[Excerpts from a dataset]
+-------+

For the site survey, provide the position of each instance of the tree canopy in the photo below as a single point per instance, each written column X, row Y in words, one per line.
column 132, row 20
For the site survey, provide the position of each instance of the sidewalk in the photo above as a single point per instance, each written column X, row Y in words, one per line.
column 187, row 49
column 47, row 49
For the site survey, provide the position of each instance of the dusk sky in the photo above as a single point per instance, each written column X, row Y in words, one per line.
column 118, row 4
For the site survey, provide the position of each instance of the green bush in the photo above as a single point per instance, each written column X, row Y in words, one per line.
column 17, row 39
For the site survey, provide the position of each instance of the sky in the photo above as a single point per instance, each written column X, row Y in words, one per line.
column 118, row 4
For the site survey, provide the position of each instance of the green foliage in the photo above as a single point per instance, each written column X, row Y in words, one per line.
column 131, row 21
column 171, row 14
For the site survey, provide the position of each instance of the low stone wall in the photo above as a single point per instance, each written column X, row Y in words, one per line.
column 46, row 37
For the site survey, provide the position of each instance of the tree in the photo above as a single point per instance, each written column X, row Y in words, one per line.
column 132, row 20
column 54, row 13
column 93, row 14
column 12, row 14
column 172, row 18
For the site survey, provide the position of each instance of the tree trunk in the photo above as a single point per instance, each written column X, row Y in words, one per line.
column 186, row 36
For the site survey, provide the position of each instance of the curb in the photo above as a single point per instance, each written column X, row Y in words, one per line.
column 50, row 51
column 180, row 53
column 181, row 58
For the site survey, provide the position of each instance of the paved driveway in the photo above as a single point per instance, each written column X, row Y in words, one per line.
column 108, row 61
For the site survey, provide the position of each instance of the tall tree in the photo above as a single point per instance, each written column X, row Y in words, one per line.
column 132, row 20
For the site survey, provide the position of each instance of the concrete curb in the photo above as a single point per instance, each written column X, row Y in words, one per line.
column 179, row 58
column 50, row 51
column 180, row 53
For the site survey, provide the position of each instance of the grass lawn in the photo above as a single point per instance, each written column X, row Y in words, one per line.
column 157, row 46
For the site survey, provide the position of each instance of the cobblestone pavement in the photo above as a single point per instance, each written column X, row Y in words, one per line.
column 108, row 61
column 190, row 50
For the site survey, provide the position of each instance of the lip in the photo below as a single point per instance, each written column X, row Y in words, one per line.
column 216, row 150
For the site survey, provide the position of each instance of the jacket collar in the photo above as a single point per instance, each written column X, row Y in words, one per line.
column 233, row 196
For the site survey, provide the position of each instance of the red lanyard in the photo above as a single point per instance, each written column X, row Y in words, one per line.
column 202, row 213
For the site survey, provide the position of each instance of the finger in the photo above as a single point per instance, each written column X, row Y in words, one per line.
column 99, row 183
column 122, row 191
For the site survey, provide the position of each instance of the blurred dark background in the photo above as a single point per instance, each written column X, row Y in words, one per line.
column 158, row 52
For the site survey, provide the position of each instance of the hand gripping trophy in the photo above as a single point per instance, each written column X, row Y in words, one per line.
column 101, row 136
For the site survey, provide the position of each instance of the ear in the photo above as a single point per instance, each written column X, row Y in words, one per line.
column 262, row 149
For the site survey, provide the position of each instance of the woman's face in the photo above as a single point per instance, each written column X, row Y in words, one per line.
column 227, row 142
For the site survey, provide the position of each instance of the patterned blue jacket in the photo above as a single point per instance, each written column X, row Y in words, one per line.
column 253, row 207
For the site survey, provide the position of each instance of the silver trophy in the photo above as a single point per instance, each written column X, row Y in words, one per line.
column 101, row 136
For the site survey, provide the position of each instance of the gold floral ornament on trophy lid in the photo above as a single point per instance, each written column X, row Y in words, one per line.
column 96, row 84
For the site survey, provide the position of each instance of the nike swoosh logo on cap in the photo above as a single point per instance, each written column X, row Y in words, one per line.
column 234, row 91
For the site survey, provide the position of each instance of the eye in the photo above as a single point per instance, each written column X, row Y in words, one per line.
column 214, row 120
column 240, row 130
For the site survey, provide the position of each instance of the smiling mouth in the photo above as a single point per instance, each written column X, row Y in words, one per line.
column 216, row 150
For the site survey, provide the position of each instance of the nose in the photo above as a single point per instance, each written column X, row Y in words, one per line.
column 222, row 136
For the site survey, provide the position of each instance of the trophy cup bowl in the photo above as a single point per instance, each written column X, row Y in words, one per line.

+-------+

» WHAT THE TASK ASKS: Precisely as given, transcribe all of the entries above.

» WORKED SOLUTION:
For the site survey, provide the position of each instance of the tree canopy in the photo below as a single point per instance, each written column X, row Y in words, one per line.
column 132, row 20
For the site survey, provide the position of each instance of the sidewalk in the photo above as a single point per instance, each written column X, row Y in words, one per line.
column 187, row 49
column 47, row 49
For the site survey, provide the position of each instance of the dusk sky in the photo above as a single point per instance, each written column X, row Y in words, one per line.
column 118, row 4
For the site survey, provide the position of each instance of the green bush in the photo above as a single point per instance, each written column X, row Y in words, one per line.
column 17, row 39
For the site survey, provide the position of each instance of the sky in the photo above as a single point per instance, each written column X, row Y in words, one per line.
column 118, row 4
For the site survey, provide the position of each instance of the green foliage in the photo above as a single point per instance, each written column X, row Y in words, one per line.
column 131, row 21
column 171, row 14
For the site survey, provide the position of each instance of the low stone wall in the photo above as a single point per instance, each written column X, row Y in words, one per line.
column 46, row 37
For the site survey, provide the position of each instance of the tree in the photo above as a single point per instance, each written column X, row Y in words, one per line.
column 132, row 20
column 54, row 13
column 93, row 14
column 12, row 14
column 172, row 18
For the site survey, provide the position of each instance of the tree trunk in the photo above as a single point per instance, each written column X, row Y in words, one per line.
column 186, row 36
For the site survey, provide the position of each instance of the curb in the photo above as a single point per instance, each written column X, row Y in words, one per line.
column 50, row 51
column 180, row 53
column 181, row 58
For the site survey, provide the position of each instance of the paved driveway in the photo above as a single point per instance, each written column X, row Y in words, one per line.
column 108, row 61
For the site survey, provide the position of each instance of the tall tree in the photo above as a single point per instance, each written column X, row Y in words, one per line.
column 132, row 20
For the site survey, provide the position of each instance of the concrete curb in the photo above as a single point per instance, each written column X, row Y in words, one per line.
column 179, row 58
column 50, row 51
column 180, row 53
For the site survey, provide the position of each instance of the grass lawn in the photo above as a single point per instance, each written column X, row Y in words, one per line.
column 157, row 46
For the site survey, provide the position of each instance of the cobblestone pavement in the photo above as a single point per instance, each written column X, row Y in words, one per line.
column 108, row 61
column 190, row 50
For the site survey, provide the position of each instance of the lip in the photo below as a single point per instance, each written column X, row Y in words, one per line.
column 216, row 150
For the site survey, provide the position of each instance of the jacket collar in the photo above as a single point per instance, each written column X, row Y in words, one per line.
column 233, row 196
For the site survey, provide the position of each instance of the red lanyard in the photo above as a single point per instance, each written column X, row Y in words, one per line.
column 202, row 213
For the site survey, provide the position of each instance of the finger in the photo above as a single point per instance, each written column X, row Y in words, one per line.
column 99, row 183
column 122, row 191
For the site survey, provide the position of each instance of the blurred dark background in the photo above as a single point per instance, each written column X, row Y in words, one per line.
column 158, row 52
For the site survey, provide the position of each instance of the hand gripping trophy in the photo above as a single point per instance, each written column X, row Y in words, one per line.
column 101, row 136
For the site survey, provide the position of each instance of the ear in the photo above as a single point per instance, each written column X, row Y in words, one per line.
column 262, row 149
For the site survey, provide the position of each instance of the woman's face in the photo above as a single point per instance, each written column X, row Y in words, one per line.
column 227, row 142
For the site survey, provide the position of each instance of the patterned blue jacket in the photo above as a single point per instance, each written column X, row Y in words, one per line.
column 253, row 207
For the site survey, provide the position of each instance of the silver trophy in the photo above as a single point per instance, each written column X, row Y in words, one per line.
column 101, row 136
For the site survey, provide the position of each instance of the gold floral ornament on trophy lid in the photo above as a single point per instance, each written column X, row Y in words, one per line.
column 96, row 84
For the site survey, provide the position of each instance of the nike swoosh logo on cap in the photo above as a single point per instance, each written column X, row Y in words, one per line.
column 234, row 91
For the site survey, provide the position of each instance of the eye in the photo above as a single point per instance, each written column X, row Y in words, one per line.
column 214, row 120
column 240, row 130
For the site survey, provide the position of each instance of the smiling mouth in the photo above as a single point per instance, each written column X, row Y in words, one per line.
column 216, row 150
For the site survey, provide the position of each instance of the nose in the photo above as a single point per instance, each written column X, row Y in words, one per line.
column 222, row 136
For the site survey, provide the position of each instance of the trophy cup bowl in the photo above as a single point per instance, each written column X, row Y in words, one per line.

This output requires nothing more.